**Leestekst**
Laat ik dan maar de stoute schoenen aantrekken en als eerste op deze lijst (bedoeld wordt de
mailinglist op www.bobevers.nl) mijn mening over het boek geven. Het boekje beslaat 60 pagina's, het verhaal zelf loopt van p. 25 t/m 59. De voorkant - om maar met het begin te beginnen - vind ik persoonlijk niet zo geslaagd, een soort zwart/wit-uitvoering van de nieuwe Bob Evers-look. Maar het gaat hier niet om de voorkant, maar om de inhoud. Het verhaal zelf, een nooit eerder gepubliceerd manuscript (in het boek zelf staat typoscript, hetgeen een betere benaming is, maar aangezien het woord manuscript meer ingeburgerd is en een lange traditie heeft - per slot van rekening werden ook andere typoscripten van De Meester tegen belachelijke prijzen geveild onder de naam manuscript), was bestemd voor de Nenasu (Nationaal-Socialistische Uitgeverij).

**Getoond overzicht**
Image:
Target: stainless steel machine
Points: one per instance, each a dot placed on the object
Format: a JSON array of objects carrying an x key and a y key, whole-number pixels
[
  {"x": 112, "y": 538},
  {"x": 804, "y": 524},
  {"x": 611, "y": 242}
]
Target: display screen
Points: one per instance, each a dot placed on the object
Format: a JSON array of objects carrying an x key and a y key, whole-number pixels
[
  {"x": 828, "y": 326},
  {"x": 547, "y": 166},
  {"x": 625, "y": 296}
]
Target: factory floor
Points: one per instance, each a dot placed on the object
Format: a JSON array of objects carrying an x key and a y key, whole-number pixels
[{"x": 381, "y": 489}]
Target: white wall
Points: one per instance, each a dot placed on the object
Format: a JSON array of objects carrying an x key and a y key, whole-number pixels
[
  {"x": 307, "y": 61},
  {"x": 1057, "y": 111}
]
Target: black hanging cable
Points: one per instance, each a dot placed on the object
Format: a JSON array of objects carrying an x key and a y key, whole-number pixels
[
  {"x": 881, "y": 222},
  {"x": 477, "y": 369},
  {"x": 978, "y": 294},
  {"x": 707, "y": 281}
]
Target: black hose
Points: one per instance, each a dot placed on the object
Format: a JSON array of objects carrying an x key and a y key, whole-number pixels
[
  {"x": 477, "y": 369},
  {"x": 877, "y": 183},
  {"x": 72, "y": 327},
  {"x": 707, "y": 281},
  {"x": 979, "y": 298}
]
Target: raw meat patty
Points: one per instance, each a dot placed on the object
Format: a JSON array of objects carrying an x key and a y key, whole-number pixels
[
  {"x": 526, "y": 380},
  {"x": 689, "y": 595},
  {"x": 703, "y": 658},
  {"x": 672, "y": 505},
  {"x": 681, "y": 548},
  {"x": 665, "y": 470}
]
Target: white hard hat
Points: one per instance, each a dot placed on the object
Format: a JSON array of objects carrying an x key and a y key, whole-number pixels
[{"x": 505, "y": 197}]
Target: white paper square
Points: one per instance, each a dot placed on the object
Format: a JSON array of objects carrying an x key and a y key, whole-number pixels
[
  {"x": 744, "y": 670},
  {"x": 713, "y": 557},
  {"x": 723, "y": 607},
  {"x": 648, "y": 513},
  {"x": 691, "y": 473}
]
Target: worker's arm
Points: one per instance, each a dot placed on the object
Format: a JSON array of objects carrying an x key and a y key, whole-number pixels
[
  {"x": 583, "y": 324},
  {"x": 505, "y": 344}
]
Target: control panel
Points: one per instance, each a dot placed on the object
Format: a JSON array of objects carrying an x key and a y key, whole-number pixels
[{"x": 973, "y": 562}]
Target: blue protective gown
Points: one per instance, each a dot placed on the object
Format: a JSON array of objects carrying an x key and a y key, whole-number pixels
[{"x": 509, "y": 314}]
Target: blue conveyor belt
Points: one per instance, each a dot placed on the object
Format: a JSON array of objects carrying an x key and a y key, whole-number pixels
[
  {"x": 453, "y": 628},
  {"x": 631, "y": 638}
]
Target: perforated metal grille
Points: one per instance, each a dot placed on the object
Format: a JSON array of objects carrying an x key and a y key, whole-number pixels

**Opdrachten**
[A] Vervang in de tekst over het Bob Evers-boek "voorkant" door "omslag" en geef het gedeelte dat begint bij "Laat ik dan" en eindigt bij "Nenasu (Nationaal-Socialistische Uitgeverij)." opnieuw weer.
[B] Vat de tekst over het Bob Evers-boek samen in twee zinnen.
[C] Schrijf een vervolg op de tekst over het Bob Evers-boek dat aansluit op de laatste zin.

**Definitieve antwoorden**
[A]
Laat ik dan maar de stoute schoenen aantrekken en als eerste op deze lijst (bedoeld wordt de
mailinglist op www.bobevers.nl) mijn mening over het boek geven. Het boekje beslaat 60 pagina's, het verhaal zelf loopt van p. 25 t/m 59. De omslag - om maar met het begin te beginnen - vind ik persoonlijk niet zo geslaagd, een soort zwart/wit-uitvoering van de nieuwe Bob Evers-look. Maar het gaat hier niet om de omslag, maar om de inhoud. Het verhaal zelf, een nooit eerder gepubliceerd manuscript (in het boek zelf staat typoscript, hetgeen een betere benaming is, maar aangezien het woord manuscript meer ingeburgerd is en een lange traditie heeft - per slot van rekening werden ook andere typoscripten van De Meester tegen belachelijke prijzen geveild onder de naam manuscript), was bestemd voor de Nenasu (Nationaal-Socialistische Uitgeverij).

[B] De auteur geeft als eerste op de mailinglist van www.bobevers.nl een mening over het boekje van 60 pagina's, waarin het verhaal loopt van pagina 25 tot en met 59, en vindt de voorkant in zwart-wit niet zo geslaagd. Het verhaal is een nooit eerder gepubliceerd typoscript, gewoonlijk manuscript genoemd, dat bestemd was voor de Nenasu (Nationaal-Socialistische Uitgeverij).

[C]
Het gaat om een vrij onzinnig verhaaltje, met allerlei verkapte nazi-propaganda, dat evenwel lekker vlot wegleest door de typische Waterman-humor en krankzinnige wendingen, die wij zo goed kennen uit de Bob Evers-serie en boeken als „Wie zei dat je in dezen tijd niet kon lachen?” en „Toen ik een nieuw leven ging beginnen”. Waterman laat hier zien, dat hij heel wat meer in zijn mars had dan de eenvoudige kinderboekenschrijver en/of ordinaire fascistische (vooral niet: nazistische) propagandist, voor wie sommigen hem nog steeds aanzien.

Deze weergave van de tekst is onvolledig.